In addition to the findings about children and teens, the data showed a 185% rise of colorectal cancers among young adults ages 20 to 24.

Despite alarmingly high percentages, it’s vital to note that actual numbers remain very low: In 2020, only .6 children ages 10 to14 per 100,000 population were diagnosed compared to .1 per 100,000 in 1999. For teens 15 to 19, diagnoses went from .3 to 1.3 per 100,000, and in the young adults group, cases rose from .7 to 2 per 100,000.

“We don’t want hysteria around this—this is not, ‘Go take your kids to a gastroenterologist,” Dr. John Marshall, chief medical consultant with the Colorectal Cancer Alliance, which offers resources including a free screening tool, tells Fortune. “It’s gone from unheard of or very rare to the beginning of a drumbeat.” 

He does see the data more as part of an important, overall shift of these cancers being seen in younger people and evidence of “a trend that did not stop with the 20-year-olds,” he says.

“I’ve been doing this for over 30 years, and at the beginning there was no one under the age of 50,” he shares. “Over the last 20 years we’ve observed this shift to where half of my clinic is now under the age of 50, and part of this is that we do see this very young population emerging, which we hate.” Marshall, who serves as director of the Ruesch Center for the Cure of Gastrointestinal Cancers at Georgetown University, says he’s now treated a patient as young as 15, as well as a 17-year-old who died before her high school graduation. He also counsels pediatric oncologists who are treating adolescents with colon cancer in children’s hospitals. 

Why is this happening?

“We really don’t know,” Marshall says.

**Dataset:**
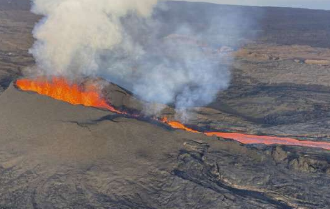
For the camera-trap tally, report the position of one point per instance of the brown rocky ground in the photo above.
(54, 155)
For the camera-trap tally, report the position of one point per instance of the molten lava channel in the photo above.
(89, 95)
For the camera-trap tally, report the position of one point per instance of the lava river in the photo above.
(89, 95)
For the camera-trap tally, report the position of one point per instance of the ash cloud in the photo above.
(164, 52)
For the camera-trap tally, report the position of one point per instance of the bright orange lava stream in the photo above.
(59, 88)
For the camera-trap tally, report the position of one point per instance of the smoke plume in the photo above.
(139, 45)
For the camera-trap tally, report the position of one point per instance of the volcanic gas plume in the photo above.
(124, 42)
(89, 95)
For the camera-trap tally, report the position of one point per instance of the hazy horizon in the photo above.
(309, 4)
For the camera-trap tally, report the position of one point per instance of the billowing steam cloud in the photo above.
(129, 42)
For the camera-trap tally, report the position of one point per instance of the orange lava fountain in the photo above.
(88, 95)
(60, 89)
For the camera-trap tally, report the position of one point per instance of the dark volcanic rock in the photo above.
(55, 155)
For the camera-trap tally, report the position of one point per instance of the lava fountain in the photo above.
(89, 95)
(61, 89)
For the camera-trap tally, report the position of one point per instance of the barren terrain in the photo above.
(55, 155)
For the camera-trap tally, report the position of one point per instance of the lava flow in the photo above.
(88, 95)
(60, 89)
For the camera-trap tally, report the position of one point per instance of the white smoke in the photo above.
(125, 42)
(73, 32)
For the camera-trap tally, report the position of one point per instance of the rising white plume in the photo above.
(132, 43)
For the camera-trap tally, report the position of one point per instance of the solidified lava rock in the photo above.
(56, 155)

**Exercise requirements:** Transcribe the passage of the colorectal cancer excerpt starting at "Despite alarmingly high" and ending at "2 per 100,000.".

**Task answer:**
Despite alarmingly high percentages, it’s vital to note that actual numbers remain very low: In 2020, only .6 children ages 10 to14 per 100,000 population were diagnosed compared to .1 per 100,000 in 1999. For teens 15 to 19, diagnoses went from .3 to 1.3 per 100,000, and in the young adults group, cases rose from .7 to 2 per 100,000.